What is needed is the run of lines from the one with "Pick out each instance of the woman's" through the close of the data, set down exactly.

# [Dataset records]

+++

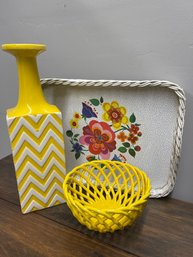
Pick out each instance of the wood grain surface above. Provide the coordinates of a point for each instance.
(164, 229)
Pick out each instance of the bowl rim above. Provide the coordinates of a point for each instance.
(106, 211)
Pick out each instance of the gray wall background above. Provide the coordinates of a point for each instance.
(104, 39)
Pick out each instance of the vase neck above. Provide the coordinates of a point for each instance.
(30, 91)
(30, 98)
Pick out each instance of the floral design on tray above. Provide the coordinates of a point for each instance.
(115, 135)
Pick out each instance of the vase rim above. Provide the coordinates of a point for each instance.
(23, 47)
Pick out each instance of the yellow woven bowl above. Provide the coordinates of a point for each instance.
(106, 195)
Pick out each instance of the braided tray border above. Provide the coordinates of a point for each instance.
(177, 143)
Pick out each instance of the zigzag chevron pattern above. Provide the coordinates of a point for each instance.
(38, 152)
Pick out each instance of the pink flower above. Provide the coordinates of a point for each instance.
(100, 138)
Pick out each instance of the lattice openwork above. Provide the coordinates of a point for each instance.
(106, 195)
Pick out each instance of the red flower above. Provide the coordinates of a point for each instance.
(134, 129)
(132, 138)
(100, 138)
(121, 136)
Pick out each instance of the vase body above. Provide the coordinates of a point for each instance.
(36, 136)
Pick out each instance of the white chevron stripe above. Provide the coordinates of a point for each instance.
(33, 192)
(30, 166)
(38, 206)
(32, 205)
(9, 120)
(36, 118)
(25, 138)
(27, 125)
(31, 180)
(28, 152)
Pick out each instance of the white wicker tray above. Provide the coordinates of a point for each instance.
(140, 122)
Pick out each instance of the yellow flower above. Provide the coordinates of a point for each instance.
(74, 123)
(115, 113)
(77, 116)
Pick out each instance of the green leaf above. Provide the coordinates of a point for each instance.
(101, 100)
(69, 133)
(94, 101)
(122, 149)
(126, 144)
(77, 155)
(132, 152)
(132, 118)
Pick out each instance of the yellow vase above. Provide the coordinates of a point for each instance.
(36, 135)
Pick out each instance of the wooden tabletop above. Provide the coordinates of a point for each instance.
(164, 229)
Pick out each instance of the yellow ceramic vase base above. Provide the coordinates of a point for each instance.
(38, 153)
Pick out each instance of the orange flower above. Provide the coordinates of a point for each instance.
(132, 138)
(121, 136)
(73, 123)
(77, 116)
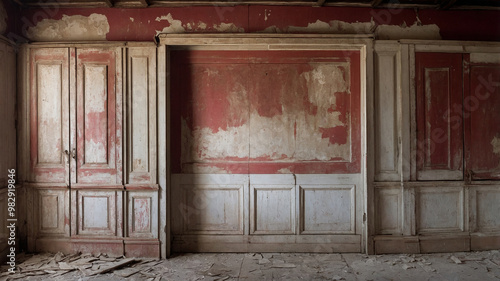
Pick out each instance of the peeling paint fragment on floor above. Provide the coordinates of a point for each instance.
(70, 28)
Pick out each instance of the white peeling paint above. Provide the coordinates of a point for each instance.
(3, 18)
(69, 28)
(395, 32)
(335, 26)
(203, 169)
(176, 26)
(495, 142)
(310, 145)
(228, 27)
(323, 82)
(384, 32)
(274, 137)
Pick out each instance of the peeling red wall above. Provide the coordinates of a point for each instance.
(142, 24)
(266, 112)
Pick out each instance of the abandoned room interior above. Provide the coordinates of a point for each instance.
(150, 127)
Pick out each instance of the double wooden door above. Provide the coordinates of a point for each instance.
(75, 119)
(458, 120)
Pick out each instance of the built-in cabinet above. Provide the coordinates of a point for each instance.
(91, 175)
(442, 126)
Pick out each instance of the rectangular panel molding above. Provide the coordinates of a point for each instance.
(272, 209)
(327, 209)
(141, 115)
(142, 214)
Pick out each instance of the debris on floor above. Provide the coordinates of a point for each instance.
(258, 266)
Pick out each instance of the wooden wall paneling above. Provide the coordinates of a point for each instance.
(389, 209)
(49, 115)
(439, 133)
(141, 116)
(98, 116)
(272, 204)
(52, 212)
(441, 208)
(97, 213)
(387, 111)
(142, 212)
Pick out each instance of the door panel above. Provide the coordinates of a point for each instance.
(482, 115)
(439, 125)
(49, 114)
(96, 122)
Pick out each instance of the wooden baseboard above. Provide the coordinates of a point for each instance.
(118, 247)
(438, 243)
(485, 242)
(263, 244)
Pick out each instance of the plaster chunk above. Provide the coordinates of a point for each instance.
(334, 26)
(70, 28)
(176, 26)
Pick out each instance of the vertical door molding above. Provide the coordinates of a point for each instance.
(388, 112)
(49, 115)
(98, 116)
(141, 116)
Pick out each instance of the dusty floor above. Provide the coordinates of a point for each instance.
(449, 266)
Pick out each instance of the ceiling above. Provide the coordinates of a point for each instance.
(424, 4)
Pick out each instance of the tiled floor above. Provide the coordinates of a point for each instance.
(267, 266)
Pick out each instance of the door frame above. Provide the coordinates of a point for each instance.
(358, 42)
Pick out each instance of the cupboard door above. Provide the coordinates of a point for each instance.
(49, 115)
(97, 117)
(482, 115)
(439, 125)
(141, 116)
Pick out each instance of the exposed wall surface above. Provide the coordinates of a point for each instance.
(266, 112)
(114, 24)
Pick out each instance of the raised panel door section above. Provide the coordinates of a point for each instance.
(141, 115)
(439, 131)
(482, 115)
(97, 123)
(49, 115)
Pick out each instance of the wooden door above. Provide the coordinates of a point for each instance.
(439, 125)
(49, 115)
(482, 115)
(98, 140)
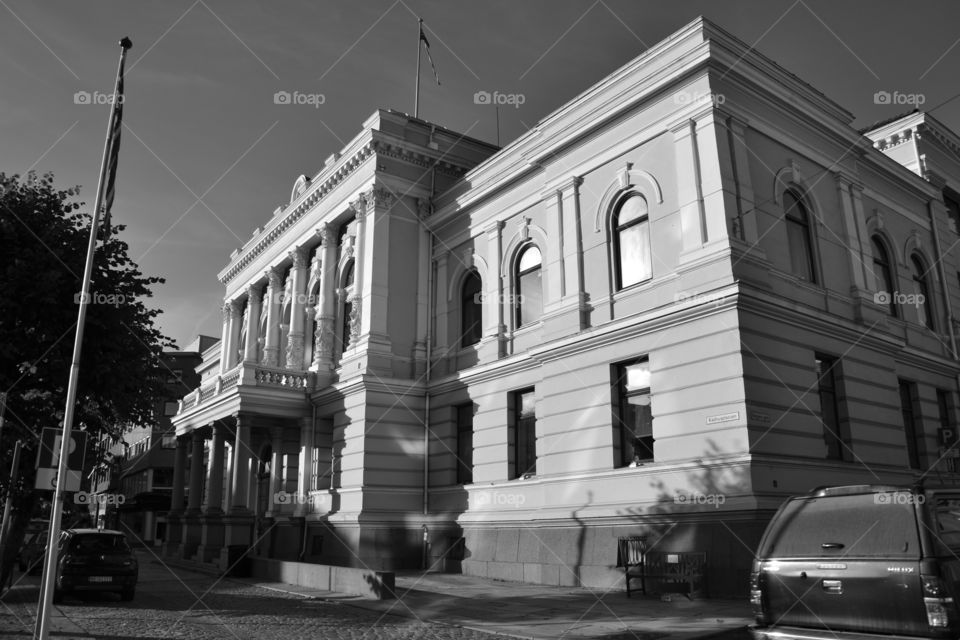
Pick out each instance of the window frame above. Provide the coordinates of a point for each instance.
(473, 334)
(803, 224)
(518, 301)
(523, 436)
(886, 270)
(623, 433)
(618, 230)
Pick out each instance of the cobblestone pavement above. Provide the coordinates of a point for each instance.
(182, 604)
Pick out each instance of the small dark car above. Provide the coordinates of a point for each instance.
(860, 562)
(95, 560)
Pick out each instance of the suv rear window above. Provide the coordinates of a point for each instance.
(947, 510)
(867, 525)
(98, 543)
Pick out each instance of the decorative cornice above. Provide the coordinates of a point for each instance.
(314, 193)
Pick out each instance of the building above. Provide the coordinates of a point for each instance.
(689, 292)
(135, 475)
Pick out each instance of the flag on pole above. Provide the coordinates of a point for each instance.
(113, 154)
(426, 44)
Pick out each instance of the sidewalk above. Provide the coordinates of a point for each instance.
(540, 612)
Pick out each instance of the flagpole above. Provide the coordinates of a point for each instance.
(416, 95)
(50, 566)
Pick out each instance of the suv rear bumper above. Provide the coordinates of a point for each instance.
(798, 633)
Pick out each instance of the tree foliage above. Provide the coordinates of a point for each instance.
(44, 235)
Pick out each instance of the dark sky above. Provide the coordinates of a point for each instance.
(207, 154)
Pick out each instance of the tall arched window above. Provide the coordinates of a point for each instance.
(798, 237)
(471, 310)
(921, 290)
(346, 307)
(528, 289)
(883, 273)
(632, 242)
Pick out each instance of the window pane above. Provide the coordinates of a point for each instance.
(471, 311)
(634, 249)
(632, 209)
(530, 298)
(799, 242)
(529, 259)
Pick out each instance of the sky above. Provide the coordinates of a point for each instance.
(209, 150)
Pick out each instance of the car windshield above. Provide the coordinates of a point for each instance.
(98, 543)
(859, 525)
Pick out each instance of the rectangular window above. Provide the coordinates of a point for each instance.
(828, 373)
(633, 420)
(947, 437)
(524, 436)
(952, 200)
(465, 443)
(911, 421)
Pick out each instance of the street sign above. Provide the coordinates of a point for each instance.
(48, 459)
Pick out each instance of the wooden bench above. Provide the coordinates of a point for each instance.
(684, 570)
(678, 569)
(630, 552)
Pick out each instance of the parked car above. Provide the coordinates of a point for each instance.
(860, 562)
(95, 560)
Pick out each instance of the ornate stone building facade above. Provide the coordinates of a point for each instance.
(679, 298)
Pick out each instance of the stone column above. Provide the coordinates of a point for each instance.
(240, 481)
(271, 348)
(192, 526)
(171, 544)
(233, 340)
(298, 274)
(224, 338)
(305, 465)
(254, 295)
(326, 304)
(215, 473)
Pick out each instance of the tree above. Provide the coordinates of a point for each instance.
(44, 238)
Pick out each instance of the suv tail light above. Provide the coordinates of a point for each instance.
(937, 600)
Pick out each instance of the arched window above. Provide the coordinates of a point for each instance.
(528, 289)
(884, 275)
(632, 242)
(346, 306)
(471, 310)
(921, 291)
(798, 236)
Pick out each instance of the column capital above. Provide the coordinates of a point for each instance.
(299, 257)
(272, 275)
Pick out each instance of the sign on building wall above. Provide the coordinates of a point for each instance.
(48, 459)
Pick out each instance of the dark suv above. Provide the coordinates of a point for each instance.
(95, 560)
(860, 562)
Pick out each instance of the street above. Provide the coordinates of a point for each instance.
(173, 603)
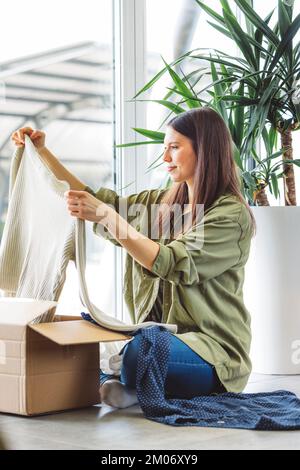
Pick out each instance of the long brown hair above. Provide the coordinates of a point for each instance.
(215, 172)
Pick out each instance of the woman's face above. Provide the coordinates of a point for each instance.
(179, 156)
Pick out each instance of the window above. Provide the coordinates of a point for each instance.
(180, 26)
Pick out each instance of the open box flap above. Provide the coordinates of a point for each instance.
(21, 311)
(76, 332)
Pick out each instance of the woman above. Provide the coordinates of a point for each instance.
(192, 277)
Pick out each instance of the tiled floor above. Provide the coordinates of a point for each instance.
(111, 429)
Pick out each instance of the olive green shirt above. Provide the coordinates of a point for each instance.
(202, 288)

+++

# [Answer to the task]
Pick out each instance of the woman's face above. Provide the coordinates of a point for each instance.
(179, 156)
Pick out each instance of the window above. Provide the coordinates of a point for each instance.
(180, 26)
Pick out each instance of the open box flap above. Provide the coordinates of a point for each instance.
(21, 311)
(76, 332)
Pick out each instance of the woman above. Provide the coordinates of a point for each instance.
(192, 277)
Pick out each instance of the tiled floor above. Provide the coordinates of a point for each instance.
(111, 429)
Pick out each instance of the olive green shirt above. Provide the coordinates of a point for each instance.
(202, 288)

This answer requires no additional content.